__Do this__. Switch every "concrete" in the listing below to "stone" and write the whole listing out again with nothing else changed, leaving out the pictures.
── Data shown ──
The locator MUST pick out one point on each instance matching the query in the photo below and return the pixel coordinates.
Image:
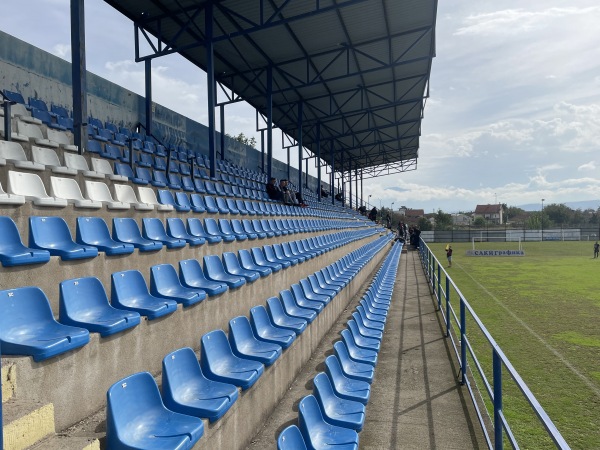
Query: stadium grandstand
(154, 296)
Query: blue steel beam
(79, 74)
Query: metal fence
(488, 402)
(512, 235)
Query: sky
(513, 115)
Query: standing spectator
(273, 190)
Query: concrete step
(8, 378)
(26, 423)
(60, 442)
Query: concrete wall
(36, 73)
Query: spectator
(373, 214)
(273, 190)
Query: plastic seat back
(191, 275)
(186, 389)
(137, 418)
(12, 250)
(219, 363)
(52, 234)
(291, 439)
(83, 303)
(28, 327)
(93, 231)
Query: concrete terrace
(416, 400)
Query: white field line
(556, 353)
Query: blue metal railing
(463, 349)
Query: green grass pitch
(543, 309)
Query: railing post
(498, 427)
(447, 306)
(463, 341)
(439, 286)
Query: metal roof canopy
(360, 68)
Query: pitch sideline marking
(556, 353)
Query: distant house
(461, 219)
(491, 213)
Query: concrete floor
(416, 401)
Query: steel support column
(299, 139)
(210, 87)
(222, 129)
(262, 151)
(319, 161)
(79, 74)
(148, 105)
(332, 187)
(269, 122)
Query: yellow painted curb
(29, 429)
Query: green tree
(479, 222)
(424, 224)
(443, 221)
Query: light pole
(542, 220)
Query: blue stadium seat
───
__Result of this task__.
The locator MUST pick out one point on each instance matching the query in the photo below and return the pixel coordinates.
Image:
Query: stadium grandstand
(154, 296)
Query: blue steel beam
(79, 74)
Query: metal fence
(488, 402)
(512, 235)
Query: sky
(513, 115)
Query: standing spectator
(273, 190)
Query: stone step
(8, 378)
(26, 423)
(60, 442)
Query: stone wall
(36, 73)
Query: spectator
(373, 214)
(273, 190)
Query: plastic seat back
(191, 275)
(186, 389)
(137, 418)
(12, 250)
(219, 363)
(52, 234)
(291, 439)
(83, 303)
(28, 327)
(93, 231)
Query: stone terrace
(416, 400)
Query: white field line
(556, 353)
Query: blue metal railing
(463, 349)
Query: green grass pitch
(543, 309)
Query: railing post
(498, 427)
(447, 306)
(463, 341)
(439, 286)
Query: metal roof canopy
(360, 68)
Query: pitch sideline marking
(556, 353)
Query: distant house
(461, 219)
(491, 213)
Query: stone floor
(416, 401)
Query: steel support column
(299, 139)
(210, 87)
(222, 129)
(262, 151)
(319, 161)
(79, 74)
(148, 105)
(332, 187)
(269, 122)
Query: yellow painted curb
(29, 429)
Query: green tree
(479, 222)
(424, 224)
(443, 221)
Query: light pole
(542, 220)
Query: blue stadium seat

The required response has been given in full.